#### Data records:
┌──
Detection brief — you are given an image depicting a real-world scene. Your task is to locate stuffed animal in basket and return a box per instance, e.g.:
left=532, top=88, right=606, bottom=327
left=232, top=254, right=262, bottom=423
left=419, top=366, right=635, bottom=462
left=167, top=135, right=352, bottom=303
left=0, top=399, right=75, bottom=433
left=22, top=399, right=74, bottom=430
└──
#### Work task:
Each line above should be copied exactly, with no line missing.

#### Task output:
Detection brief — you are given an image depicting a real-world scene. Your task is to locate stuffed animal in basket and return a box per instance, e.g.:
left=532, top=88, right=606, bottom=327
left=232, top=254, right=262, bottom=423
left=419, top=366, right=635, bottom=462
left=167, top=135, right=352, bottom=303
left=0, top=399, right=75, bottom=433
left=22, top=399, right=74, bottom=430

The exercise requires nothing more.